START Passage shown
Dr. Hadi Ghasemi, an associate professor of Mechanical Engineering at the University of Houston's Cullen College of Engineering, is one of the lead authors for a new review article on the developments in the field of nanoengineering.

Seeing a need in the current literature, a professor from the University of Houston's Cullen College of Engineering led his colleagues in authoring a review article on developments in the field of nanoengineering.

Dr. Hadi Ghasemi, an associate professor of Mechanical Engineering, is a lead author of “Transport Phenomena in Nano/Molecular Confinements,” which was published in ACS Nano on Nov. 30. His co-authors from the University of Houston are Masoumeh Nazari and postdoctoral fellow Ali Davoodabadi. Two additional authors were from Notre Dame – Dr. Tengfei Luo of the Department of Chemical and Biomolecular Engineering, and Dezhao Huang of the Department of Aerospace and Mechanical Engineering at Notre Dame

“To accelerate advancement in the field and to be able to bring this body of knowledge to practice, we felt that a review was needed at this time, and we were invited by ACS Nano to discuss the current understanding in this field and path forward,” Ghasemi said, explaining the need for the article and describing some of the new developments.
END Passage shown
START Data section
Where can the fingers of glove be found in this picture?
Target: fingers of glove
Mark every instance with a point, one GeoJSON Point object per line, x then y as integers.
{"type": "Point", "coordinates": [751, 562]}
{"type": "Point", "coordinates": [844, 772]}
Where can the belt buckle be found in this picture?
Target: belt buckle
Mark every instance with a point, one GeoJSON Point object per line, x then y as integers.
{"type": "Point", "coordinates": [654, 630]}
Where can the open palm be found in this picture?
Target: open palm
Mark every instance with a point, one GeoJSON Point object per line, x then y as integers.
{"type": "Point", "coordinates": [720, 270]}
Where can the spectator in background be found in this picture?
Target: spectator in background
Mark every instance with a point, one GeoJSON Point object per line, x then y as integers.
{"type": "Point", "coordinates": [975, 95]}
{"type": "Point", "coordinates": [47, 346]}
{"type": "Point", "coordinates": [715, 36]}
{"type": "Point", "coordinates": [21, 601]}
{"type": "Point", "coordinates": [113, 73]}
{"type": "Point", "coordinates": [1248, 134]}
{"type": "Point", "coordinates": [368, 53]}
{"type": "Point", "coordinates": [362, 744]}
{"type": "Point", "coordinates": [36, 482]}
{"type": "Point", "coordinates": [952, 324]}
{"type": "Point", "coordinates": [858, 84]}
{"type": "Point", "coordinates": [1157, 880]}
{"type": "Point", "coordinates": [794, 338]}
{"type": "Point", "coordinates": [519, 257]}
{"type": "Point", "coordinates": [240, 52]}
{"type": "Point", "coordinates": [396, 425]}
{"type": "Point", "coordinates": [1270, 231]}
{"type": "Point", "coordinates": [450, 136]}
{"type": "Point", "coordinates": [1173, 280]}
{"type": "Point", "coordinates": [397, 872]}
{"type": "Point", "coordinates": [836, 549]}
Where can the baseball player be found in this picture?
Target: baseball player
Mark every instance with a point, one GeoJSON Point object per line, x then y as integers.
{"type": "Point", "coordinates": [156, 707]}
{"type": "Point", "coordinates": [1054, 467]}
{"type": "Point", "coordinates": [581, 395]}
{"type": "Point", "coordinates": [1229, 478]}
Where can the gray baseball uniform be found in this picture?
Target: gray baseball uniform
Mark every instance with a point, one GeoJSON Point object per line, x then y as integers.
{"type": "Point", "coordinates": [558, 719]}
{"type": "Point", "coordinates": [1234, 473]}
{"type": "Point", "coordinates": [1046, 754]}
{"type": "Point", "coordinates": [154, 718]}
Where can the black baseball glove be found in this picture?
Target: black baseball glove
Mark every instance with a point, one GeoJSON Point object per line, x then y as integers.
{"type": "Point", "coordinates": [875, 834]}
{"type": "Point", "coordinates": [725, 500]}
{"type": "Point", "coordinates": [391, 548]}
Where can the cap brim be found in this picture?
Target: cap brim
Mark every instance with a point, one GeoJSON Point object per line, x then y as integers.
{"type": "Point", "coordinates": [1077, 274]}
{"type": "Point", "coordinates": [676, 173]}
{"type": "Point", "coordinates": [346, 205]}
END Data section
_Task instructions_:
A. In the passage about the nanoengineering review article, why did Ghasemi and his colleagues write the review? Answer in one to three sentences.
B. Pick up the passage about the nanoengineering review article and continue it from its last sentence.

_Numbered responses_:
A. Ghasemi said they felt a review was needed at this time to speed up advancement in the field and to help bring its body of knowledge into practice. They were also invited by ACS Nano to discuss the current understanding of the field and its path forward.

B.
“The fluid flow in small channels is an omnipresent phenomenon in a wide spectrum of systems in nature and technologies, including the human body, plants, medical devices, energy and water systems, chemical processes and material synthesis. For example, brain ion channels govern our neural actions and so many other physiological behavior. With the advancement of new materials, we have been able to synthesize these nano/molecular channels artificially and examine liquid, gas and ion transport in these small geometries.”

Luo served as the lead author for his research group. Ghasemi noted that they had worked together on a previous article, “On interfacial viscosity in nanochannels,” published this year in Nanoscale.

“This is a collaborative work between my group and Dr. Tengfei Lu, who has strong expertise in simulation of fluid transport in these small dimensions,” Ghasemi said. “We have been working for a while and collaborated on a recently published article.”

Ghasemi leads the NanoTherm Research Group at UH. With the review article now published, Ghasemi said his group would continue its work on studying some of the smallest scales of life, although the implications are understandably large.

“The main theme of my research group is to understand physics at the nano/molecular scale, and explore this understanding to develop new technologies for a better quality of life for human beings,” he said. “For example, synthesis of artificial ion channels for humans, and the development of advanced thermal management systems for high performance electronics and photonics, among other fields.”